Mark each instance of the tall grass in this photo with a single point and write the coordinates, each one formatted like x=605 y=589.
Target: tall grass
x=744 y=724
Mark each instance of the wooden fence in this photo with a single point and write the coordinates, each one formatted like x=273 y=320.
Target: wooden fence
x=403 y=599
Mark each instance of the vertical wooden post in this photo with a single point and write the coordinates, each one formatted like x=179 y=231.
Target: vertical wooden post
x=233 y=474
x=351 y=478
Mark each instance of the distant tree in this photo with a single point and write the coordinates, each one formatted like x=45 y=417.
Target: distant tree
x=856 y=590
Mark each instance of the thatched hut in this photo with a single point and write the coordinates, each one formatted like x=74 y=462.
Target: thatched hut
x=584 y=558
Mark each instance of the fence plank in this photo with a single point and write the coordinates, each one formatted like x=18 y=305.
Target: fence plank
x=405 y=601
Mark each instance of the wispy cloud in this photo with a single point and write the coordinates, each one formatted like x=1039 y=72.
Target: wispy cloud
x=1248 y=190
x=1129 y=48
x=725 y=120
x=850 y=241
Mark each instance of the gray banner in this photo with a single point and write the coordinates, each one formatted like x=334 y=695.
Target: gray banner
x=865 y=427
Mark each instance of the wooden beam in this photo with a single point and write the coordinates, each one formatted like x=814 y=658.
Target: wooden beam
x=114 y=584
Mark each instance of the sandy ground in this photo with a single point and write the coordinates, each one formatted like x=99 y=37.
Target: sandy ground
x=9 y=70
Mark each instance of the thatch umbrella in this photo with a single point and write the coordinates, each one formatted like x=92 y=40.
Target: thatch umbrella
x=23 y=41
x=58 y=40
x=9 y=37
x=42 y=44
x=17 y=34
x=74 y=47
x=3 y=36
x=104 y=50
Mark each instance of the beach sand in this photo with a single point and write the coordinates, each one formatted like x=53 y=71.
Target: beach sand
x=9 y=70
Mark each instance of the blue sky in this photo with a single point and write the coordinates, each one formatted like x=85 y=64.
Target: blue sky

» **Exercise instructions**: Rescale the answer coordinates by multiplying each one by 0.25 and rounding to a whole number, with halves rounded up. Rewrite every line from the start of the records through the line holding "x=856 y=590", inclusive, including the requests, and leave the numbers in the requests and their format samples unchanged.

» **Worked answer**:
Mark each instance of the tall grass in this photo with a single point and write the coordinates, each one formatted like x=605 y=589.
Target: tall grass
x=186 y=181
Mark each instance of the wooden fence in this photo with a single point and write the coordinates, each one formatted like x=273 y=320.
Target: wooden fence
x=101 y=150
Mark each instance of the vertical wooden post in this photo with a single point and write the coordinates, each one formatted like x=179 y=231.
Target: vertical wooden post
x=58 y=119
x=88 y=120
Mark each instance of the distant tree in this photo with a single point and write the coordinates, each one formatted like x=45 y=417.
Target: distant tree
x=214 y=148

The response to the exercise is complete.